• Exercise requirements:
Extract each record and reproduce it exactly.

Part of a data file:
*****
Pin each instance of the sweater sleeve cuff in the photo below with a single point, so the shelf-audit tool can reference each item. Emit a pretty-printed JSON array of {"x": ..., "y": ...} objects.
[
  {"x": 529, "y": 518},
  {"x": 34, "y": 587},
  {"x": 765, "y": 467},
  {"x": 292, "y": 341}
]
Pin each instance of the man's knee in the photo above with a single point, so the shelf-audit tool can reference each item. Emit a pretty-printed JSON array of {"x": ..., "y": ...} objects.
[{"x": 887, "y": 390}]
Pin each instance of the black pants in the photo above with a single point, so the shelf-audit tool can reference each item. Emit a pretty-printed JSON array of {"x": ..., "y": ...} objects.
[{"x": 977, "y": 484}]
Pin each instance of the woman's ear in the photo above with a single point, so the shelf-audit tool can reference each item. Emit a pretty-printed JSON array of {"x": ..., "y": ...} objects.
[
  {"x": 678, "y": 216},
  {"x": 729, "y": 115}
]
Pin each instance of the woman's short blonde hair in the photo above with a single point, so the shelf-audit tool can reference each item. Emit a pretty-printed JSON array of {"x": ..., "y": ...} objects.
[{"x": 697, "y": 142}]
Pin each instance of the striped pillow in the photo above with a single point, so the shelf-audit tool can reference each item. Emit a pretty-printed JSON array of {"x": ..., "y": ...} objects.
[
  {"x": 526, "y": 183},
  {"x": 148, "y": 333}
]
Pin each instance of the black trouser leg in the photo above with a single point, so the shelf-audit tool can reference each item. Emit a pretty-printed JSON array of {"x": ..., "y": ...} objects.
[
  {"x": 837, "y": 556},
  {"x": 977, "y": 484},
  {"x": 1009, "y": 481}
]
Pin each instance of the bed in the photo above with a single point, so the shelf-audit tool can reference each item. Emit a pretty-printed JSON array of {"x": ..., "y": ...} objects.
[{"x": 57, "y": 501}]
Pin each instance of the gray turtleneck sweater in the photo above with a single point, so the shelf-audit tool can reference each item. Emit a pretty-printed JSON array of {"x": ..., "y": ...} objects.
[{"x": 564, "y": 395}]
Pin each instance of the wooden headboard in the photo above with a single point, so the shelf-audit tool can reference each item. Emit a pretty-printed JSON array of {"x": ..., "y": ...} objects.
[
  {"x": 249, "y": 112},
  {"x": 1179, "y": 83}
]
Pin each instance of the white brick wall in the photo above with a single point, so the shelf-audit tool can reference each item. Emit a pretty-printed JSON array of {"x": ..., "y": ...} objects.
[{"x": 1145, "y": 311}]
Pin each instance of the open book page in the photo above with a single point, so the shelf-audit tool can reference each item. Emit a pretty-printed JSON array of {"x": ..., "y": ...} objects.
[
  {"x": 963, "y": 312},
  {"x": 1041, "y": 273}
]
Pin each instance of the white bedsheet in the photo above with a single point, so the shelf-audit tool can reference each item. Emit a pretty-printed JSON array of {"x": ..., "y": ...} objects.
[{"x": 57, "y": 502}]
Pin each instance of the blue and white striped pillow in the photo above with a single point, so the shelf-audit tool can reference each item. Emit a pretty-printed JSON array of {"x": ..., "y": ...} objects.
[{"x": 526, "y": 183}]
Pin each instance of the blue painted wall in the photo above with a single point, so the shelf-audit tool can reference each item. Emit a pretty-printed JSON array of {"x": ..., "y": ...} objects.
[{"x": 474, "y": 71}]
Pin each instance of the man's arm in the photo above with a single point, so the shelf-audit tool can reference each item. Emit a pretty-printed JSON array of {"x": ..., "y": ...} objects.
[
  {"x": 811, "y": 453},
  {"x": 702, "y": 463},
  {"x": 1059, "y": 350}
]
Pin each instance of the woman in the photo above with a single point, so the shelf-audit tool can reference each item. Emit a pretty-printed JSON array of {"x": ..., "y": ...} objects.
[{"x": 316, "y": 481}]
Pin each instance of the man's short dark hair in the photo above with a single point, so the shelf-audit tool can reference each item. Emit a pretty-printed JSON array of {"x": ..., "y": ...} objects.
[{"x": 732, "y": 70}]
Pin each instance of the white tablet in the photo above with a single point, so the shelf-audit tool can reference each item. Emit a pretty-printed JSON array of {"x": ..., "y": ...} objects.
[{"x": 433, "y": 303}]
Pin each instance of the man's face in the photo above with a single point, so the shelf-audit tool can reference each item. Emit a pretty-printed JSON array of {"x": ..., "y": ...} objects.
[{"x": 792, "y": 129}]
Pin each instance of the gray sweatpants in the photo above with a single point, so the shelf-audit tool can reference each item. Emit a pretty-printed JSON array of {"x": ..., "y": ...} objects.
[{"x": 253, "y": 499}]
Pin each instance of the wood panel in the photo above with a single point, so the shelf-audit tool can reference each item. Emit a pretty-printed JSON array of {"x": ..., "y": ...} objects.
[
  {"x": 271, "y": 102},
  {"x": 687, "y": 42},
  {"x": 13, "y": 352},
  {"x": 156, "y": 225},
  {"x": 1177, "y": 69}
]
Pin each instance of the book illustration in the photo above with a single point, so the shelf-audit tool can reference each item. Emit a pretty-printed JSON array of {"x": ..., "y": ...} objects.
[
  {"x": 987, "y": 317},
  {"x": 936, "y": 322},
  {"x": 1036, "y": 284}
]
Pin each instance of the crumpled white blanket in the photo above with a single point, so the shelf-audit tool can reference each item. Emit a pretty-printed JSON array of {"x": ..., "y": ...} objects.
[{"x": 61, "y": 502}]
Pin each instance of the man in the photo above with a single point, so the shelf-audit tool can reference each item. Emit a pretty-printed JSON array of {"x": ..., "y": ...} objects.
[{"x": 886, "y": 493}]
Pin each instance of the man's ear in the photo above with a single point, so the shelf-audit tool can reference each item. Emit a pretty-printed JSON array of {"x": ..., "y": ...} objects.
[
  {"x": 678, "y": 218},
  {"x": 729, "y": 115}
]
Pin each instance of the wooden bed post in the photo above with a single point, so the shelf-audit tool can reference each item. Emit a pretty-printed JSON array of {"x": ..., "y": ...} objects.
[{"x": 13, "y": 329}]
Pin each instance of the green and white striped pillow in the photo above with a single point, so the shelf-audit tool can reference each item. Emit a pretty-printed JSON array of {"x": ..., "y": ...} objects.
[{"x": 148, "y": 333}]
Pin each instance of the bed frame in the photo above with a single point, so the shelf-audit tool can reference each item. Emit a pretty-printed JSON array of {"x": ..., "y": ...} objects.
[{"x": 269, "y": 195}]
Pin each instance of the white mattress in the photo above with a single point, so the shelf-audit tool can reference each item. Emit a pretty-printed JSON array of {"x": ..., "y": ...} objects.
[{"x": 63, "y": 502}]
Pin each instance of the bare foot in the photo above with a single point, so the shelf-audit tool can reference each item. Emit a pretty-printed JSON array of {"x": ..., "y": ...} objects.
*****
• Result of this task:
Pin each instance of the sweater sleeve cuff in the photo below with a single point, so the shelf-audit tool can reference each item. Emit a pretty-printed JSON array of {"x": ..., "y": ...} objects.
[
  {"x": 529, "y": 518},
  {"x": 34, "y": 587},
  {"x": 765, "y": 467},
  {"x": 292, "y": 341}
]
Pin each instance of the man's knee in the photo above with a single point, so the shelf-audit tool can reference each item. Emit a pretty-printed JSON array of {"x": ..., "y": ...} objects.
[{"x": 887, "y": 390}]
Pin each instance of the black pants in the photo above with a single point, so the shelf-audit tool can reference each item. Emit a pretty-printed JSON array of {"x": ..., "y": ...} objects.
[{"x": 977, "y": 484}]
Pin each instance of the woman's ear in the photo above with a single point, so the shelf-audit tool can reference each item. Emit a pretty-printed JSON array of {"x": ..., "y": ...} objects.
[
  {"x": 678, "y": 216},
  {"x": 729, "y": 115}
]
Pin each instance of the woman's short blonde hair in the photo above with a single point, so the shelf-audit tool can reference each item. Emit a pretty-printed JSON array of {"x": ..., "y": ...} objects.
[{"x": 697, "y": 142}]
Pin each instance of the striped pillow in the photo above with a single point, so the shelf-audit tool can reference each item. Emit a pretty-printed JSON array of {"x": ..., "y": ...} objects.
[
  {"x": 526, "y": 183},
  {"x": 148, "y": 333}
]
Pin each instance of the black trouser leg in the photo above with a single point, so the shelf-audit tool can reference each item. Emit a pretty-printed JSON array of {"x": ..., "y": ...} objects.
[
  {"x": 837, "y": 556},
  {"x": 977, "y": 484},
  {"x": 1009, "y": 481}
]
Pin each instance of the bed in the photo above with a single point, so the shelf-audit tool can reference each item. Emit a pretty-printed JSON array of {"x": ..., "y": ...} objects.
[{"x": 57, "y": 501}]
Pin each instance of the gray turtleneck sweater in the photo above with a single point, so the shelf-audit tool can reference each item. Emit a pretty-printed JSON array of {"x": ..., "y": ...} objects.
[{"x": 564, "y": 395}]
Pin each instance of the wooden headboard in the photo above with a single point, so the shelf-audit tool can reference each item. Emit a pretty-printed JSON array of {"x": ..., "y": ...} objects.
[
  {"x": 249, "y": 112},
  {"x": 1179, "y": 83}
]
Pin each instance of the white brick wall in the photo above with a single point, so the shelf-audit tool can reference each item. Emit a pretty-printed JSON array of {"x": ..., "y": ...} objects.
[{"x": 1145, "y": 311}]
Pin each instance of the open book page in the photo above with a single point, so the shelf-audit tool can reference each item. Emit a pretty-printed JSON array of {"x": ..., "y": ...} objects.
[
  {"x": 963, "y": 312},
  {"x": 1041, "y": 273}
]
Pin each instance of the white bedsheet in the photo above with a single point, so the shelf-audit tool can reference each item. Emit a pretty-printed JSON array of {"x": ..., "y": ...} objects.
[{"x": 57, "y": 502}]
Pin each instance of the blue and white striped pillow in the photo above with a single point, so the shelf-audit tool can reference each item. Emit a pretty-printed JSON array of {"x": ..., "y": ...} objects.
[{"x": 526, "y": 183}]
Pin each instance of the blue painted wall in the photo above with a single point, so the shelf-audit tool can reference each item. Emit a pretty-printed JSON array of {"x": ..., "y": ...} objects.
[{"x": 474, "y": 71}]
Pin each instance of the man's arm in the photo above with a single point, so the shelf-audit tool can reference each item. Emit a pretty-printed JSON array of {"x": ..., "y": ...} objects.
[
  {"x": 811, "y": 453},
  {"x": 702, "y": 463},
  {"x": 1059, "y": 350}
]
Pin each instance of the woman in the photo above with a single point, so the shelf-audit tool can reference each item. Emit a pretty-printed JSON array of {"x": ..., "y": ...} objects.
[{"x": 316, "y": 481}]
Pin each instance of the man's short dark hair in the photo above with a single point, so the shelf-audit tool can reference each item. Emit a pretty-printed JSON array of {"x": ..., "y": ...} objects.
[{"x": 732, "y": 70}]
Pin each instance of the white tablet in the photo above with a single point, so the shelf-audit tool can reference each item. Emit a pretty-printed JSON array of {"x": ..., "y": ...} objects.
[{"x": 433, "y": 303}]
Pin each instance of the man's face in the photo above with a single point, so the shelf-audit tool can reference each item. Emit a pretty-printed JSON array of {"x": ..., "y": ...} objects.
[{"x": 792, "y": 129}]
Pin each instance of the gray sweatpants in the photo above with a single point, so the shelf-audit tool can reference each item. Emit a pretty-printed JSON array of {"x": ..., "y": ...} objects.
[{"x": 253, "y": 499}]
Pin each instance of the wood panel in the photo above with a single point, so the shelf-audit tool can reference each item. Emit a pretty-printed JSON array of {"x": ..., "y": ...} objects.
[
  {"x": 271, "y": 102},
  {"x": 687, "y": 42},
  {"x": 13, "y": 352},
  {"x": 156, "y": 225},
  {"x": 1177, "y": 69}
]
Pin each instance of the book illustration in the photo above with a single point, so the shelf-audit tool can reference each item. Emit a pretty-printed JSON array of {"x": ..., "y": ...} objects.
[
  {"x": 987, "y": 317},
  {"x": 936, "y": 322},
  {"x": 1036, "y": 284}
]
Pin each instance of the crumpled white blanket in the photo above with a single point, so the shelf-audit tool can reference each item. Emit a pretty-printed JSON array of {"x": ..., "y": ...} objects.
[{"x": 61, "y": 502}]
Pin each instance of the man in the photo above with a single point, so the shelf-audit tool can reference each item. Emit a pretty-printed JSON array of {"x": ..., "y": ...} objects.
[{"x": 886, "y": 493}]
Pin each instance of the man's ear in the photo above with a single point, so the shelf-audit tool can reference each item. Emit a pretty-printed JSON array of {"x": ..., "y": ...} objects.
[
  {"x": 678, "y": 218},
  {"x": 729, "y": 115}
]
Pin each instance of the wooden bed post in the photo above with a single point, so the shelf-audit tool can reference each item. Emit a pretty-printed JSON array of {"x": ..., "y": ...} objects.
[{"x": 13, "y": 329}]
Pin each instance of the green and white striped pillow in the photo above with a single point, so the shelf-audit tool can reference each item. Emit a pretty-printed JSON array of {"x": ..., "y": ...} objects.
[{"x": 148, "y": 333}]
Pin each instance of the bed frame in the photo above with a single point, so the shelf-audit tool can reference each item. Emit a pretty-printed JSON array of {"x": ..., "y": ...} objects.
[{"x": 269, "y": 195}]
Pin each instance of the white mattress in the photo above with a single point, so the shelf-audit tool can reference each item. Emit a pretty-printed JSON array of {"x": ..., "y": ...} objects.
[{"x": 63, "y": 502}]
Pin each instance of the bare foot in the photo above with a single point, so the shelf-audit tool can reference each item. Emit a pretty-printed JSON array of {"x": ..., "y": ...} objects.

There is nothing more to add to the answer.